** start of THE DATA **

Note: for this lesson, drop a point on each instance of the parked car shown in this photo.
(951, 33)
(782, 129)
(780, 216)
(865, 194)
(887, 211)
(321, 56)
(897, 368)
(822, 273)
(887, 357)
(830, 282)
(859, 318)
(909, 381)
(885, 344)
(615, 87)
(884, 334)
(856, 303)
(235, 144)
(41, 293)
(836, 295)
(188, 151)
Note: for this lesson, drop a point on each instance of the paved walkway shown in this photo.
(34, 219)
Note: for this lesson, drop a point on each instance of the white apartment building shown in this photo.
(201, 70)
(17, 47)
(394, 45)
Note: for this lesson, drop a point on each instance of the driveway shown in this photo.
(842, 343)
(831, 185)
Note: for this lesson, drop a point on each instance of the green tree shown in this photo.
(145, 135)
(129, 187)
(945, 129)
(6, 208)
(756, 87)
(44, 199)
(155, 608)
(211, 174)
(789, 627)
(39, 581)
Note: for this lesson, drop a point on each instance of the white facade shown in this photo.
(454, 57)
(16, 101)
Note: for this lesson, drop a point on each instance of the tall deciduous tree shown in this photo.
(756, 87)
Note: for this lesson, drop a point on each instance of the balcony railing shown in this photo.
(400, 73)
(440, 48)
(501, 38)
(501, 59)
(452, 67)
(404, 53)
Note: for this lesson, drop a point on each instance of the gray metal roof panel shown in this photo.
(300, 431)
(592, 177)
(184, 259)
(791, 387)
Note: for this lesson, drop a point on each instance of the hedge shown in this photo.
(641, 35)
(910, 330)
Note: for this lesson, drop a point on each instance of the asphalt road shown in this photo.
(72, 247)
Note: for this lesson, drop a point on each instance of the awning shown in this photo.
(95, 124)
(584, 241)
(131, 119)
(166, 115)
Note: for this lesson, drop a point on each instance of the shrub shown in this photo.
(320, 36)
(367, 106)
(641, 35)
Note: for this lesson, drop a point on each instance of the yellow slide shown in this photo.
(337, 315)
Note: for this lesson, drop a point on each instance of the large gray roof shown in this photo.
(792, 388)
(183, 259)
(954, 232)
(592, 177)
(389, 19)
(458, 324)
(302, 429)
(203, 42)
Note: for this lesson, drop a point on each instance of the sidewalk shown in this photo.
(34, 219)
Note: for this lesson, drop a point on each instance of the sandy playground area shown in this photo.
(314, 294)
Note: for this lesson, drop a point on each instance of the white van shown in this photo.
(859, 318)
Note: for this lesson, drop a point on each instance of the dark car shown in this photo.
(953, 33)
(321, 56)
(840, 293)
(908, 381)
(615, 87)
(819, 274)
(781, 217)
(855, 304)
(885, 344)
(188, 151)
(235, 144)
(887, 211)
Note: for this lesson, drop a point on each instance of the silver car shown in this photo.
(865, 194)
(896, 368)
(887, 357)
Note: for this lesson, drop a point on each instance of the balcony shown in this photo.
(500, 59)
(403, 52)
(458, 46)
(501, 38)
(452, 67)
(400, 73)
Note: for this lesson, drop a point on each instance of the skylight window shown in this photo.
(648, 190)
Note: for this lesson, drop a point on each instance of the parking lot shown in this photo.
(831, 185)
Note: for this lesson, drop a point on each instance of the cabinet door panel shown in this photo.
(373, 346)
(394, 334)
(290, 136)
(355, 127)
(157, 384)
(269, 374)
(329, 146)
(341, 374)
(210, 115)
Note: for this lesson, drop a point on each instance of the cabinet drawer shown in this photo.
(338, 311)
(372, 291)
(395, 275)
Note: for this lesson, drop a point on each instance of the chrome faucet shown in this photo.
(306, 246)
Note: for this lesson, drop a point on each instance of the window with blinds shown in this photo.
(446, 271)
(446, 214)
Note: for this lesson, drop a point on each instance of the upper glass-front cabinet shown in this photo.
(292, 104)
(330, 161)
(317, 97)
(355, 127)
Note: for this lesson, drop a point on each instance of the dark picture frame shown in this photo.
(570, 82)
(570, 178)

** end of THE DATA **

**WHAT IS NEEDED:** Give the data again, exactly as it stands.

**THE SOLUTION:**
Note: for this lesson, drop a point on each instance of the parked car shown in this photo.
(951, 33)
(782, 129)
(780, 216)
(865, 194)
(887, 211)
(321, 56)
(897, 368)
(822, 273)
(887, 357)
(830, 282)
(859, 318)
(909, 381)
(885, 344)
(615, 87)
(884, 334)
(856, 303)
(235, 144)
(41, 293)
(836, 295)
(188, 151)
Note: for this lesson, drop a point on each instance of the paved walkway shown in this photo.
(34, 219)
Note: for this lesson, drop a point on each instance of the white apartment building shown in this photo.
(201, 70)
(17, 47)
(394, 45)
Note: for this lesson, drop a point on each instance of the driveway shown in this photo.
(842, 343)
(831, 185)
Note: for this lesson, drop a point on each instance of the green tree shown in this photo.
(145, 135)
(129, 187)
(945, 129)
(6, 208)
(756, 87)
(44, 199)
(155, 608)
(211, 174)
(789, 627)
(39, 581)
Note: for this lesson, drop a point on each instance of the white facade shown in this photo.
(454, 57)
(16, 101)
Note: for this lesson, drop a point on each instance of the tall deciduous tree shown in this photo.
(756, 87)
Note: for this lesson, drop a point on each instance of the balcony railing shown in this photo.
(400, 73)
(440, 48)
(501, 38)
(501, 59)
(452, 67)
(404, 53)
Note: for this lesson, drop a point on each instance of the gray metal roof panel shown in this photo.
(300, 431)
(592, 177)
(184, 259)
(791, 387)
Note: for this lesson, drop a point on each instance of the hedge shown in this photo.
(641, 35)
(910, 330)
Note: for this lesson, drop a point on each instance of the asphalt road shown in this photo.
(72, 247)
Note: for this lesson, drop a point on each instance of the awning shown in this photo.
(95, 124)
(584, 241)
(131, 119)
(166, 115)
Note: for this lesson, drop a point on each instance of the shrub shown in this photo.
(320, 36)
(367, 106)
(641, 35)
Note: for this lesson, drop a point on each instance of the yellow slide shown in this photo.
(337, 315)
Note: for this lesson, drop a point on each instance of the large gray roof shown in this photo.
(792, 388)
(183, 259)
(954, 232)
(592, 177)
(389, 19)
(458, 324)
(302, 429)
(203, 42)
Note: for this lesson, drop a point on each instance of the sidewalk shown in this photo.
(34, 219)
Note: for this lesson, drop a point on each instance of the sandy playground area shown in this photo.
(314, 294)
Note: for this lesson, drop a point on each instance of the white van shown in this photo.
(859, 318)
Note: for this lesson, drop a point on each instance of the dark car shown in this photo.
(953, 33)
(321, 56)
(840, 293)
(908, 381)
(615, 87)
(819, 274)
(781, 217)
(855, 304)
(885, 344)
(188, 151)
(235, 144)
(887, 211)
Note: for this lesson, drop a point on each instance of the silver car shown in this photo.
(865, 194)
(896, 368)
(887, 357)
Note: for this lesson, drop a point on each instance of the balcony shown in this photo.
(500, 59)
(403, 52)
(458, 46)
(501, 38)
(452, 67)
(400, 73)
Note: for this lesson, drop a point on each instance of the skylight window shown in this photo.
(648, 190)
Note: for this lesson, drop a point on each instance of the parking lot shown in this photo.
(831, 185)
Note: for this lesson, drop a point on each instance of the cabinet door panel shown in this photo.
(373, 346)
(394, 334)
(290, 136)
(355, 127)
(157, 384)
(269, 374)
(329, 146)
(341, 374)
(210, 115)
Note: for this lesson, drop a point on each instance of the cabinet drawer shown in this photo.
(338, 311)
(372, 291)
(395, 275)
Note: for this lesson, drop a point on each instance of the chrome faucet shown in this photo.
(306, 246)
Note: for this lesson, drop a point on each instance of the window with blinds shown in this photo.
(446, 271)
(446, 214)
Note: for this lesson, drop a point on each instance of the upper glass-front cabinet shown in this photo.
(292, 104)
(330, 161)
(317, 97)
(355, 127)
Note: for this lesson, drop a point on each instance of the dark picture frame shown in this photo.
(570, 82)
(570, 178)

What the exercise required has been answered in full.